▸ What needs to be done
Please count the lines in the listing below that contain the string "star", and reply with only that number.

[Excerpt from a dataset]
———
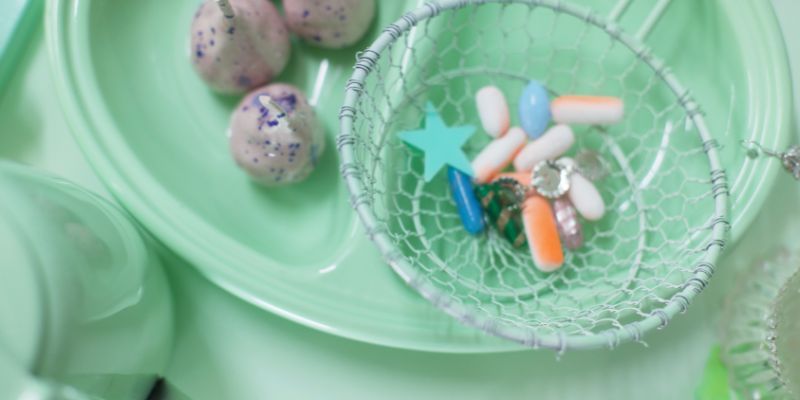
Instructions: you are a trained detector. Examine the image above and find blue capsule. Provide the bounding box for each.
[447,167,484,235]
[519,81,552,139]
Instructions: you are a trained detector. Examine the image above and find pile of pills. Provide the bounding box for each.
[450,81,624,272]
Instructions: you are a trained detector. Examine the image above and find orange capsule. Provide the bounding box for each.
[522,195,564,272]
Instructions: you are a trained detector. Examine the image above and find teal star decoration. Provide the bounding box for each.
[399,103,476,182]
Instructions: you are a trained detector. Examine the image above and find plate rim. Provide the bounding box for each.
[45,0,791,353]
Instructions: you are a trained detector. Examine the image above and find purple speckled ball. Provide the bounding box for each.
[283,0,375,49]
[230,83,325,186]
[191,0,291,94]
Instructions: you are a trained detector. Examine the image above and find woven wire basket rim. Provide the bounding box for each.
[337,0,730,352]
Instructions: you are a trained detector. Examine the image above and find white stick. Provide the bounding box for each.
[217,0,236,18]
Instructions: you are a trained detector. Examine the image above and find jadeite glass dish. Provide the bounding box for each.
[46,0,790,352]
[0,162,173,398]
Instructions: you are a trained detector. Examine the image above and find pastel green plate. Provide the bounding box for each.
[46,0,790,352]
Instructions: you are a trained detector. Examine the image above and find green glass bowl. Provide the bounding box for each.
[46,0,791,352]
[0,162,173,398]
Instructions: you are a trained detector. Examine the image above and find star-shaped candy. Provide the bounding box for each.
[399,103,476,182]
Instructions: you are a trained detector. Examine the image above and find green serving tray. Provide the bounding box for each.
[46,0,791,352]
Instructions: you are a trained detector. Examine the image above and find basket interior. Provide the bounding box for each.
[346,4,715,335]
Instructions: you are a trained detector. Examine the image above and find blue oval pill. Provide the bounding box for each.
[519,81,552,139]
[447,167,484,235]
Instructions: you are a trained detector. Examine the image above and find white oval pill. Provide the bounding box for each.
[562,164,606,221]
[475,86,511,138]
[472,127,528,183]
[550,96,625,125]
[514,125,575,172]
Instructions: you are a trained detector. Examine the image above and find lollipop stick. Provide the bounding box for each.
[217,0,236,18]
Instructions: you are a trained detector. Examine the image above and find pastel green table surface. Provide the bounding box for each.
[46,0,791,353]
[0,0,800,400]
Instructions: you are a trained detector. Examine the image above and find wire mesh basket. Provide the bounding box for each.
[337,0,729,351]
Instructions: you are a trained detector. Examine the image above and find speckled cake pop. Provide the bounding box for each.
[230,83,325,186]
[283,0,375,49]
[191,0,291,94]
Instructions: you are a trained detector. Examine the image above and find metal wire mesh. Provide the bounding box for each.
[720,251,800,399]
[338,0,727,350]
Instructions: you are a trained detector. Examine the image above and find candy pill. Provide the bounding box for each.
[553,197,583,250]
[475,86,511,138]
[475,183,525,247]
[282,0,375,49]
[229,84,325,186]
[558,157,606,221]
[551,96,625,125]
[514,125,575,171]
[190,0,291,94]
[519,81,551,139]
[522,196,564,272]
[472,127,527,183]
[447,167,484,235]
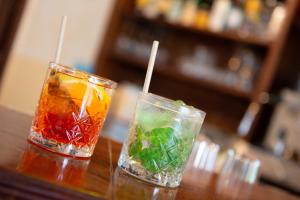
———
▸ Solved exercise
2